Exercise materials:
— Begin —

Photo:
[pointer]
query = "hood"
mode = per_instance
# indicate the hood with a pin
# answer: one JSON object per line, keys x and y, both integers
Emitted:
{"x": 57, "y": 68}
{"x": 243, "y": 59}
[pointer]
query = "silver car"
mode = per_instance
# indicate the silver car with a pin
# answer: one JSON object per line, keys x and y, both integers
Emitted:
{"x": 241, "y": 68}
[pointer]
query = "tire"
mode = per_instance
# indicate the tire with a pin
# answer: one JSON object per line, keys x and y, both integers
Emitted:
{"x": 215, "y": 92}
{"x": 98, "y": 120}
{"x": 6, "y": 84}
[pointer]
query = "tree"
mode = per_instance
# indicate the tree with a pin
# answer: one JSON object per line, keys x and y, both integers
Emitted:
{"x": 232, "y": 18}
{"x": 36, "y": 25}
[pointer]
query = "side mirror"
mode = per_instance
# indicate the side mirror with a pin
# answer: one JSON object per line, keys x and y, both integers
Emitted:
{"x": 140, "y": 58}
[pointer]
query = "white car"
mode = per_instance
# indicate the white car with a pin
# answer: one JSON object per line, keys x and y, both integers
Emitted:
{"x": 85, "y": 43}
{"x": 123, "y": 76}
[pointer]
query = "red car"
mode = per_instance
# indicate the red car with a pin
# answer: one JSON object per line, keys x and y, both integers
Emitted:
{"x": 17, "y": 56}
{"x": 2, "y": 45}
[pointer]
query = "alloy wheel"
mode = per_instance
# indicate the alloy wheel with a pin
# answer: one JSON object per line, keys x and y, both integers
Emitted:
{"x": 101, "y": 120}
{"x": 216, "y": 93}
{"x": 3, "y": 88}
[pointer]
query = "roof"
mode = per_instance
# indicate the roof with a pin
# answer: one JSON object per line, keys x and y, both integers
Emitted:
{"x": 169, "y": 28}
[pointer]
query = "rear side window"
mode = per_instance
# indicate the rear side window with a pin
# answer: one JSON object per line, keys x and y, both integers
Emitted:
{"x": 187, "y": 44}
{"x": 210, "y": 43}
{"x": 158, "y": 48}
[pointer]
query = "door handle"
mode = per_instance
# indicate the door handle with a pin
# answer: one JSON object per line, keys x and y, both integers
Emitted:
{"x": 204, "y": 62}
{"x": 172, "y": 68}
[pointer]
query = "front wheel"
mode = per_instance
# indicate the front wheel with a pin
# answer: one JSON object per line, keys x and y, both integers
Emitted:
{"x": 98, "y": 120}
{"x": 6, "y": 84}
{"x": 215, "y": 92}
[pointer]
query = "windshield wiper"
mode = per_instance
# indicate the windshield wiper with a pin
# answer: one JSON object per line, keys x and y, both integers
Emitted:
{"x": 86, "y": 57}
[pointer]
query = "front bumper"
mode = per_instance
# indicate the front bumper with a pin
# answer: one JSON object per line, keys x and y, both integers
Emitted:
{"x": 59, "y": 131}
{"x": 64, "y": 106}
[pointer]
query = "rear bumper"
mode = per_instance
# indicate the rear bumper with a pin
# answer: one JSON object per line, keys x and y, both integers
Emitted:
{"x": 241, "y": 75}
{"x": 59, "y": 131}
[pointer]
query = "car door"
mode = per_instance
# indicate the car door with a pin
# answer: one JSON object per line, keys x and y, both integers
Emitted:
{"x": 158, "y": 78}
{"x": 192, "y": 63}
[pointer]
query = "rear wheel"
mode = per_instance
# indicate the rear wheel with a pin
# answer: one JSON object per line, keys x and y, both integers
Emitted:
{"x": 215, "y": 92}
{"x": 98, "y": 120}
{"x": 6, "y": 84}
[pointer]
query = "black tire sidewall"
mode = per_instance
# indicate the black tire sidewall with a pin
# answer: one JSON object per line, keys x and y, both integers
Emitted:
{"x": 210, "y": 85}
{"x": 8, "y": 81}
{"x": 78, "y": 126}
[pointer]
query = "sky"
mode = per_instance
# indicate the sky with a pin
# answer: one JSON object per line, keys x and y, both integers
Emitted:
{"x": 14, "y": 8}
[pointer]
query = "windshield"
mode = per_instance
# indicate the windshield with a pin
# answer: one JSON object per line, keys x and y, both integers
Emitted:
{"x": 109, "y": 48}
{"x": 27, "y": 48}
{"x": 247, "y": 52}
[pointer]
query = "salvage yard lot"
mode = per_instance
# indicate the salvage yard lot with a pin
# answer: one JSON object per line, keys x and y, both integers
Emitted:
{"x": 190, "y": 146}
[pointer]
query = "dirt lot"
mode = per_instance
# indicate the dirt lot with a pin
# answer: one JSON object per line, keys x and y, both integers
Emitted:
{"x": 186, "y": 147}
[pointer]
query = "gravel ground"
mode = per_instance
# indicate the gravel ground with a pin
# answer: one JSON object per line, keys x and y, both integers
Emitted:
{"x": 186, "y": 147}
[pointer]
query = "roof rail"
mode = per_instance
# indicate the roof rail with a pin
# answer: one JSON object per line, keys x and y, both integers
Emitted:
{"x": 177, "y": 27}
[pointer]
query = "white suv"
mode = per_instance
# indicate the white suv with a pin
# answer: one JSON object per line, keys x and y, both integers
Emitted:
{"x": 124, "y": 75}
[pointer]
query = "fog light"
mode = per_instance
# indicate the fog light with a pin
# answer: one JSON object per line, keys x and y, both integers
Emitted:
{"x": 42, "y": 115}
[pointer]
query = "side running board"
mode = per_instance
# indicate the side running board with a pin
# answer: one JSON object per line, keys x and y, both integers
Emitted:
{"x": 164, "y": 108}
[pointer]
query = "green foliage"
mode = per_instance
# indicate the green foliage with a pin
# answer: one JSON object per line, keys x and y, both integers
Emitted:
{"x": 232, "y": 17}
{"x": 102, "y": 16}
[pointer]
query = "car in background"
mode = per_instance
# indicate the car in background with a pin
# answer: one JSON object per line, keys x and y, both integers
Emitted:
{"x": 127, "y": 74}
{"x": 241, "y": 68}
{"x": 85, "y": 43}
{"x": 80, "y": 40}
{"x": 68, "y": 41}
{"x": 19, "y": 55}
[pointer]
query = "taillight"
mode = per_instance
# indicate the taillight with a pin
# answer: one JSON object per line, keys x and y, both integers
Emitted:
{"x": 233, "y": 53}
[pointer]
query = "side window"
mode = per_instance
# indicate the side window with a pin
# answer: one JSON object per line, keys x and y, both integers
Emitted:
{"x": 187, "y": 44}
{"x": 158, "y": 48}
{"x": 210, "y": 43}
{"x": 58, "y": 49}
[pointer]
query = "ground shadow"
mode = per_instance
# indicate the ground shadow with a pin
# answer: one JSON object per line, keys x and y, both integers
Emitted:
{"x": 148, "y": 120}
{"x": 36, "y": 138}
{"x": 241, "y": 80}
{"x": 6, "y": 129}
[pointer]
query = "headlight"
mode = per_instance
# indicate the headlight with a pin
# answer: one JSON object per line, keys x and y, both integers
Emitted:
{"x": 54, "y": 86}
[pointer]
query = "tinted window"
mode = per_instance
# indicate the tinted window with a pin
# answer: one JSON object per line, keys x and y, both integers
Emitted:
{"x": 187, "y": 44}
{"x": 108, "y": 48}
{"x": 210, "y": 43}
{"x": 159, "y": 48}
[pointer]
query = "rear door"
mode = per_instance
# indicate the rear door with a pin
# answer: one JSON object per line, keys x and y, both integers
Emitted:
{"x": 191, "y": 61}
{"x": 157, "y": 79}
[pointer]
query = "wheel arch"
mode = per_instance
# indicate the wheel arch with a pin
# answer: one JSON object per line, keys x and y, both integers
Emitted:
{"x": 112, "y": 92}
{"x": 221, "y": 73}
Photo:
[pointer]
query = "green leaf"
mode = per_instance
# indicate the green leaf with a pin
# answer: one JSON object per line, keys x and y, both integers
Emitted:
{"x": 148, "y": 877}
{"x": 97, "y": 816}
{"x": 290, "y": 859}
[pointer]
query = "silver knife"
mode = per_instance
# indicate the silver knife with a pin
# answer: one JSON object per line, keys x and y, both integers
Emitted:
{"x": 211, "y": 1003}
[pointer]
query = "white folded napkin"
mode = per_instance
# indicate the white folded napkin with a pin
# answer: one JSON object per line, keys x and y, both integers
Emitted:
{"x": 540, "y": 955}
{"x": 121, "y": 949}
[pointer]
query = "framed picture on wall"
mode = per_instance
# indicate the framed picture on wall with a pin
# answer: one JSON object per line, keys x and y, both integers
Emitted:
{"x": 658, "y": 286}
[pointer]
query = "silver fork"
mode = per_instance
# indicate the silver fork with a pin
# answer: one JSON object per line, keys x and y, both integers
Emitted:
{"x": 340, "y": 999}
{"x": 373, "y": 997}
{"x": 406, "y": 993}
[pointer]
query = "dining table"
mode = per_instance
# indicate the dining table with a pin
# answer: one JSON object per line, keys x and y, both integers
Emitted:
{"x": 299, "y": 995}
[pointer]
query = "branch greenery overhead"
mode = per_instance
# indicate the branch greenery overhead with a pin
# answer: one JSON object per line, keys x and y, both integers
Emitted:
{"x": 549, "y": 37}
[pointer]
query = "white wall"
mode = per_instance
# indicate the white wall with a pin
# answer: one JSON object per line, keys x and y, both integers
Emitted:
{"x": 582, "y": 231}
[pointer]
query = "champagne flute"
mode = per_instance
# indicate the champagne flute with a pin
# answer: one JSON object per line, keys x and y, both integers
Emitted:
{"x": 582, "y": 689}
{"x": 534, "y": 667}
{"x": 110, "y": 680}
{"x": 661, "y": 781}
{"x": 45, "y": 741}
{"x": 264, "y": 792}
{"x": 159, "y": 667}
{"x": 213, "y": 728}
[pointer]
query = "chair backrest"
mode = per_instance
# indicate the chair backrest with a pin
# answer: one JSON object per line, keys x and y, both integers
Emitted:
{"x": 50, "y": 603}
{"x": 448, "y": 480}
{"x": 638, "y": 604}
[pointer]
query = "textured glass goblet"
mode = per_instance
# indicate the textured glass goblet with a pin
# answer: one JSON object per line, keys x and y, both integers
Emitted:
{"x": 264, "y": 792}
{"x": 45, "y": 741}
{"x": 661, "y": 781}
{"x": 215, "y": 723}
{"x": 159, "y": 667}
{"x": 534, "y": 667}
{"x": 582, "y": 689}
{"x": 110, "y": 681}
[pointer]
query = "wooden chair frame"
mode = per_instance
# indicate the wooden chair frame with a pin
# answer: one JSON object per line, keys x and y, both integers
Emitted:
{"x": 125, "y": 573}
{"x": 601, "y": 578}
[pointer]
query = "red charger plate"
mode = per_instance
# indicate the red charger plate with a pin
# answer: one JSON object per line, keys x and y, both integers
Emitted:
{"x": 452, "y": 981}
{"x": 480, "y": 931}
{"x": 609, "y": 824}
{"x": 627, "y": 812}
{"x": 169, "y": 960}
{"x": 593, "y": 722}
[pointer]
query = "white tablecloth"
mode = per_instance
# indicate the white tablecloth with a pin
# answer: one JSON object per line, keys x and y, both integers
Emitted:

— End —

To do: Show every line of the listing above that contains the string "silver", keeping in mind that case counts.

Exercise answer:
query = "silver car"
# indicate the silver car with a pin
query = "silver knife"
# indicate the silver knife with a pin
query = "silver fork"
# indicate the silver fork with a pin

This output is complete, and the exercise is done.